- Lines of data
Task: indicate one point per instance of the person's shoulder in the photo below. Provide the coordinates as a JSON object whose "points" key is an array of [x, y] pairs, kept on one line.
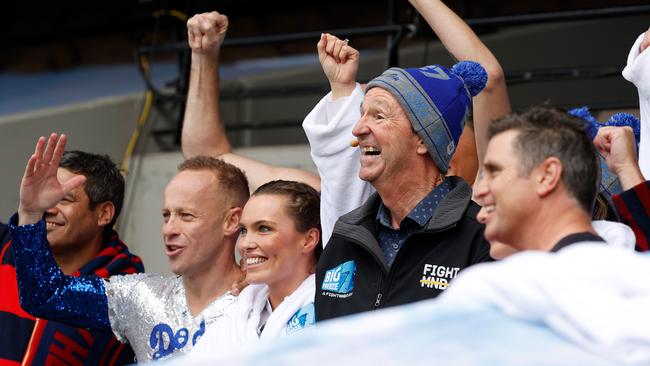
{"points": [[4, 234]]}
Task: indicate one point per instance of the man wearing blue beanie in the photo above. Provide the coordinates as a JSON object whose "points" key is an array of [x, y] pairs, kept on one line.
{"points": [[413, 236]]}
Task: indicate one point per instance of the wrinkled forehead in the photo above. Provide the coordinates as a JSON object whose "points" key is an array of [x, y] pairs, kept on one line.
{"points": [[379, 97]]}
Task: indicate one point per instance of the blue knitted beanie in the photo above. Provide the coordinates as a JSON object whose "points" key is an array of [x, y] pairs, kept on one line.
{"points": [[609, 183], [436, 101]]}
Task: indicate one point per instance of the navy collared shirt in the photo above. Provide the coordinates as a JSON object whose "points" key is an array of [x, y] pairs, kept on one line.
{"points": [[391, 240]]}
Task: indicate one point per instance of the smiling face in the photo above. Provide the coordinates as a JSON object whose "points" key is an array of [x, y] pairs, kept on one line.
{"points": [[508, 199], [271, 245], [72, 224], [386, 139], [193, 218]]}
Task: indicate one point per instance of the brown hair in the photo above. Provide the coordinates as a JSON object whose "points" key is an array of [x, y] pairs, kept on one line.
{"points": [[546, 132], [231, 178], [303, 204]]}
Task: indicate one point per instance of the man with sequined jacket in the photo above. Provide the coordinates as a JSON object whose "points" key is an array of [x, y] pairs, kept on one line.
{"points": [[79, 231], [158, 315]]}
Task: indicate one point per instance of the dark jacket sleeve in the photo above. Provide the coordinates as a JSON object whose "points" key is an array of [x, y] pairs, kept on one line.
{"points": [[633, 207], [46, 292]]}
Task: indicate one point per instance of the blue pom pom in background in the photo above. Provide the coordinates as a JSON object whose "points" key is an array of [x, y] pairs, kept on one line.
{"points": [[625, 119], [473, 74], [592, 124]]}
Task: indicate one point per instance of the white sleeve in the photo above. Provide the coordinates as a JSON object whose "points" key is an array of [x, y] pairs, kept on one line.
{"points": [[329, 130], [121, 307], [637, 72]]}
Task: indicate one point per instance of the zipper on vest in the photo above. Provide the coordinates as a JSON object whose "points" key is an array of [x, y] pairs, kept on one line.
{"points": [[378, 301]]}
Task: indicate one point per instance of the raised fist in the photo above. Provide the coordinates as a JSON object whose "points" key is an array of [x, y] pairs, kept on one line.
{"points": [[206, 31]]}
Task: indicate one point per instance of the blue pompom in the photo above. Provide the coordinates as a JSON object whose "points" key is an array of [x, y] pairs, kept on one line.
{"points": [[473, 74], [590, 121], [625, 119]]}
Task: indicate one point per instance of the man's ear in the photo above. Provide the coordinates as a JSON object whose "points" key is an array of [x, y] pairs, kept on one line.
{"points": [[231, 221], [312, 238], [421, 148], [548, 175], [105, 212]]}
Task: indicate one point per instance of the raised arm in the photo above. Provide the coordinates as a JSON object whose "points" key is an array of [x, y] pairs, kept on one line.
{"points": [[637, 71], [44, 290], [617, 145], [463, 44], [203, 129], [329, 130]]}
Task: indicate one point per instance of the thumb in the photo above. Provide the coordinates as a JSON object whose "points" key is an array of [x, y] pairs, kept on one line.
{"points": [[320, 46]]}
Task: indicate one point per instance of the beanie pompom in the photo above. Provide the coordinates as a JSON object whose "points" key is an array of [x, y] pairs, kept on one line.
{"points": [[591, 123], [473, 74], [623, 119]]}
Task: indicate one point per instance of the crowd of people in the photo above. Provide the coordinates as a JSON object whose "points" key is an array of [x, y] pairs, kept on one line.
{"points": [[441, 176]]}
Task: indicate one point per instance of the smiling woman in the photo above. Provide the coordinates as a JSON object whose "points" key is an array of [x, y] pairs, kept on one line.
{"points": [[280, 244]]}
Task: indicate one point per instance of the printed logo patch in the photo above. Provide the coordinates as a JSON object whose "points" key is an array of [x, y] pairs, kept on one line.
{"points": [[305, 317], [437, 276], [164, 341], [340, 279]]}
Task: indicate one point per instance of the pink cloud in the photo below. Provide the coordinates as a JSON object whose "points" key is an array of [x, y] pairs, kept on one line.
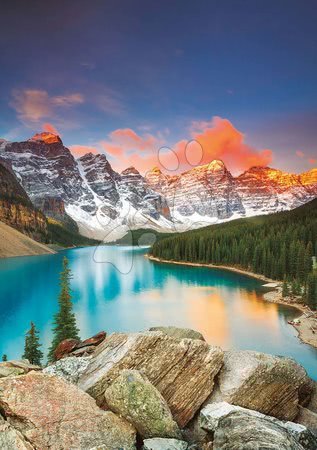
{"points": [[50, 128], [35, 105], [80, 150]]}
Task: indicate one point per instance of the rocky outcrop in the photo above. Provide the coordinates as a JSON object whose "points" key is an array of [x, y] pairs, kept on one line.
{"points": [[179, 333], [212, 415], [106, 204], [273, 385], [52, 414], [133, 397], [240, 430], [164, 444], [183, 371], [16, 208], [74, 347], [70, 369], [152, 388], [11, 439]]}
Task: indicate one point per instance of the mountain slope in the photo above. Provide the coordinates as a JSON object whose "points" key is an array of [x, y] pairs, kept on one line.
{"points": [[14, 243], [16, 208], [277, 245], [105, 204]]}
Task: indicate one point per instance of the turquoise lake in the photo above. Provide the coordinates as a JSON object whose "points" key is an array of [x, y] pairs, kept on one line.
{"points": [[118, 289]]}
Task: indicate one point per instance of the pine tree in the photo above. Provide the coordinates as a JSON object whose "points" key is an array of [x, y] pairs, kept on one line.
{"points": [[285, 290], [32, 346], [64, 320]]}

--

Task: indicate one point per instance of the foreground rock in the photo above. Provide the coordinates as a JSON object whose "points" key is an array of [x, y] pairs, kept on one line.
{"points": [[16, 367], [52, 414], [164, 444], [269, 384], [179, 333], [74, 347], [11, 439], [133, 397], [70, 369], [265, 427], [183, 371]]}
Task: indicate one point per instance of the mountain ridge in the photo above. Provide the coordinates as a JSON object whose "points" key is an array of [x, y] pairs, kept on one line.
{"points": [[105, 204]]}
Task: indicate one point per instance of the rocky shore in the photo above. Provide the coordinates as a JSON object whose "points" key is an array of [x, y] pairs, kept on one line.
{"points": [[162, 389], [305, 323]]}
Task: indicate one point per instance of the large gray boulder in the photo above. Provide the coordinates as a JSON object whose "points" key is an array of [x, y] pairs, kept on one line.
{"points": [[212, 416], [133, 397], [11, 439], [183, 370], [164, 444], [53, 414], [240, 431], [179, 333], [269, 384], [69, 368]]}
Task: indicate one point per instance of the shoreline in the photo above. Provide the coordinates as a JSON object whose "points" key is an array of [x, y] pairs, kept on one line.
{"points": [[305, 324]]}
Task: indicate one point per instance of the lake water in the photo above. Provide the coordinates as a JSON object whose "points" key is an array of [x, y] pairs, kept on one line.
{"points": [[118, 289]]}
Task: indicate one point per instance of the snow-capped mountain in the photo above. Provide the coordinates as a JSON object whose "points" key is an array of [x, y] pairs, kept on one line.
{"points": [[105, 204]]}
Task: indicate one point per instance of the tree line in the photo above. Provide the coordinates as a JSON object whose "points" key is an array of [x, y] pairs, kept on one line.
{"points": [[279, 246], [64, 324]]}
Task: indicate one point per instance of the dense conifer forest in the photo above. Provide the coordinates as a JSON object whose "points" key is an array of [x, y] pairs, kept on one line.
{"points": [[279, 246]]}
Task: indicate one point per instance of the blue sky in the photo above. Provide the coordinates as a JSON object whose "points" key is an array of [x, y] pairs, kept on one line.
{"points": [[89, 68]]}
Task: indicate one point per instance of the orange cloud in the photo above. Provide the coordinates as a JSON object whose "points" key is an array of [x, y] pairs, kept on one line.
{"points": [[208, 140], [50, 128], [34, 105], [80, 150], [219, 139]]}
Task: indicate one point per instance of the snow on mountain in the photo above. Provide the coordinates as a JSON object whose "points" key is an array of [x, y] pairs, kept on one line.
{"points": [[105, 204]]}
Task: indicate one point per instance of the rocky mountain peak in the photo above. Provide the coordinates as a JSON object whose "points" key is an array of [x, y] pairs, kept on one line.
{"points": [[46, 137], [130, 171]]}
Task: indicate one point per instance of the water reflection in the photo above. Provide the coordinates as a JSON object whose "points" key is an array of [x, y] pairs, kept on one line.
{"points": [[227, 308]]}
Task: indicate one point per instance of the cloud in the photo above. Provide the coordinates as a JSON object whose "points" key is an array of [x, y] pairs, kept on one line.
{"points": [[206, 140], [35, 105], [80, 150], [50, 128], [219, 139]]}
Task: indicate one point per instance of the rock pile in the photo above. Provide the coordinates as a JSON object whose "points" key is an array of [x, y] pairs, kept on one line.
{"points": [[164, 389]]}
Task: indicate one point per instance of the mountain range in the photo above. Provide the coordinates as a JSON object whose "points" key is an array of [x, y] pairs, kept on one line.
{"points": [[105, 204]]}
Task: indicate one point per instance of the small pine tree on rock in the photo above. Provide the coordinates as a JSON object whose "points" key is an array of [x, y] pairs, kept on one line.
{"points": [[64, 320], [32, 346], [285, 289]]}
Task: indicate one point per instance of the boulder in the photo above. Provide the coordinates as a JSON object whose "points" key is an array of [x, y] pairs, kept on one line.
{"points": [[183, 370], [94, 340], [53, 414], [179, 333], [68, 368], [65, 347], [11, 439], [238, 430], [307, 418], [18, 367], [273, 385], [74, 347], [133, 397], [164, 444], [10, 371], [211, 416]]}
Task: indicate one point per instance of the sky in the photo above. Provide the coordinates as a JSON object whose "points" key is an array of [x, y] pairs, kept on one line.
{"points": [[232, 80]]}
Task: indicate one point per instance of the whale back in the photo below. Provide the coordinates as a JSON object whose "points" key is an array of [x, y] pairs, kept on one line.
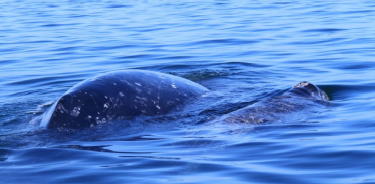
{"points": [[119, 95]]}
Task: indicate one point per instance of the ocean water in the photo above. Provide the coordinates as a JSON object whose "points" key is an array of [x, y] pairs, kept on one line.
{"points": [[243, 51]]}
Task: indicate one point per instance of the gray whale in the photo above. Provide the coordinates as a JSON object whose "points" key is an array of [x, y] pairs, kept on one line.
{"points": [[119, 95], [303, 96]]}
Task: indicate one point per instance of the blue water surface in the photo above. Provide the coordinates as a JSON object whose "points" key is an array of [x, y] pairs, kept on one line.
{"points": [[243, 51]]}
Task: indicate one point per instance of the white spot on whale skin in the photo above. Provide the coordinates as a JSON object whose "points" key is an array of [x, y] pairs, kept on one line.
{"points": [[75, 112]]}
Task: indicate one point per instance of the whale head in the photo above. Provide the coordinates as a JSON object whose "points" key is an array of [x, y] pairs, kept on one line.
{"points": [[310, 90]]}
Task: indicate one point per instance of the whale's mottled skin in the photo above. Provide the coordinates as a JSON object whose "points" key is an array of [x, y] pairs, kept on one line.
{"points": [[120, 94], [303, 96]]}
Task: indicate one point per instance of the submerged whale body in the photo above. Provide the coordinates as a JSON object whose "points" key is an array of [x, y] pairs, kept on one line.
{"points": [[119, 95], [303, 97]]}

---

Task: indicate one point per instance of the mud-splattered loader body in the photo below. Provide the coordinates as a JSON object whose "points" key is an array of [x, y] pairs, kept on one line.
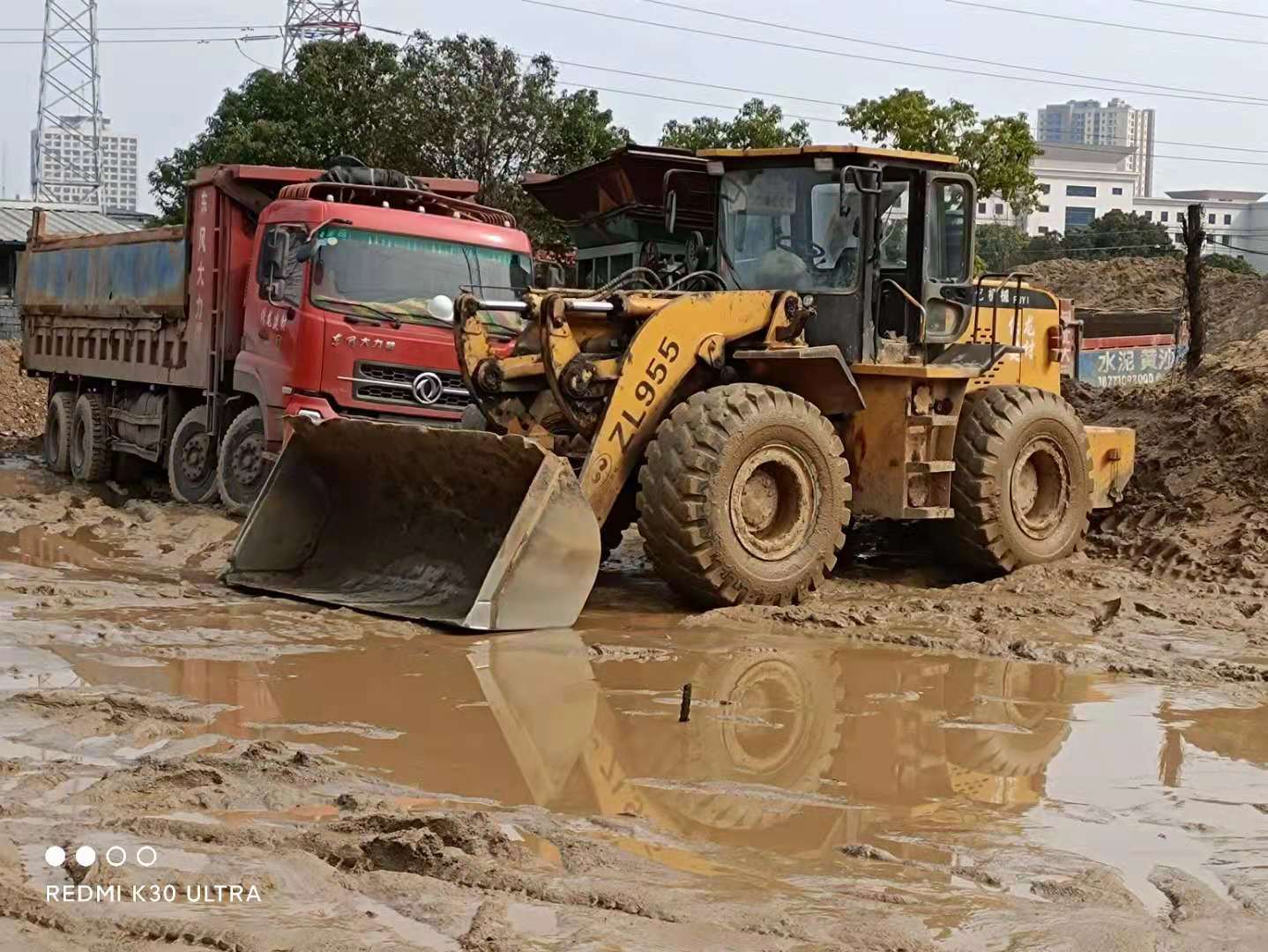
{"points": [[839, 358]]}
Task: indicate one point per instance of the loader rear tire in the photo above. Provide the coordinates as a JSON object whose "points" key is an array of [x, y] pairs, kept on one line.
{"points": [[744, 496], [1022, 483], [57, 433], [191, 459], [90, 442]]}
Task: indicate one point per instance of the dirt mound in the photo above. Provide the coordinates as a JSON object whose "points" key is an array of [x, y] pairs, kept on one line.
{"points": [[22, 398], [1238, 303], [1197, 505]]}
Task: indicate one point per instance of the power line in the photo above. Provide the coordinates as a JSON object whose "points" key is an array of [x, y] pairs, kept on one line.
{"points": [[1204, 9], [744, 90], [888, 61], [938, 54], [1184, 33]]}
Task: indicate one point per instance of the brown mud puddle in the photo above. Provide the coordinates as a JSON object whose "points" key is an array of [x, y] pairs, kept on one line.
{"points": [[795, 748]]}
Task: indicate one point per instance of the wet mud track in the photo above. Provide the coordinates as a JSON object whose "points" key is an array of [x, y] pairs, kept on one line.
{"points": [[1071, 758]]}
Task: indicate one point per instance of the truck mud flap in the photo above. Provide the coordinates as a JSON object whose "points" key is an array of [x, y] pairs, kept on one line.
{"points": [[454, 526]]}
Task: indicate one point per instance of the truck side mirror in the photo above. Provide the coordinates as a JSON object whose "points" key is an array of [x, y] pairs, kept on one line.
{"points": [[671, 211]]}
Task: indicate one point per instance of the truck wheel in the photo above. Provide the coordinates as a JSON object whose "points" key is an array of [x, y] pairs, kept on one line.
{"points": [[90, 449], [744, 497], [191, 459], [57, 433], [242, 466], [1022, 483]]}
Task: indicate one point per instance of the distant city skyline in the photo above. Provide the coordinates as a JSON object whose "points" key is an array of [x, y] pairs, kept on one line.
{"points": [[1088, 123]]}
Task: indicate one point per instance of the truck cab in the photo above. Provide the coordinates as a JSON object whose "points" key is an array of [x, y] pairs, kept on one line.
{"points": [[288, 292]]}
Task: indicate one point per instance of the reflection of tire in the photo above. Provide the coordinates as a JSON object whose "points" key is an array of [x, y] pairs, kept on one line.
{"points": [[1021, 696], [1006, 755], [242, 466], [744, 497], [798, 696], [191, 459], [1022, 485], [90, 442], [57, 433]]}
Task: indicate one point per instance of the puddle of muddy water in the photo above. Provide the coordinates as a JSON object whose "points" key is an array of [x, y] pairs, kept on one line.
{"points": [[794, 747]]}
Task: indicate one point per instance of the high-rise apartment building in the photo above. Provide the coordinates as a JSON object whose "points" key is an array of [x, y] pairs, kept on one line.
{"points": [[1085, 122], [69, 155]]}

- Task prompt
How many lines in the entries above contain the string "cloud", with case counting? Tally them and give only the number.

- Worked answer
3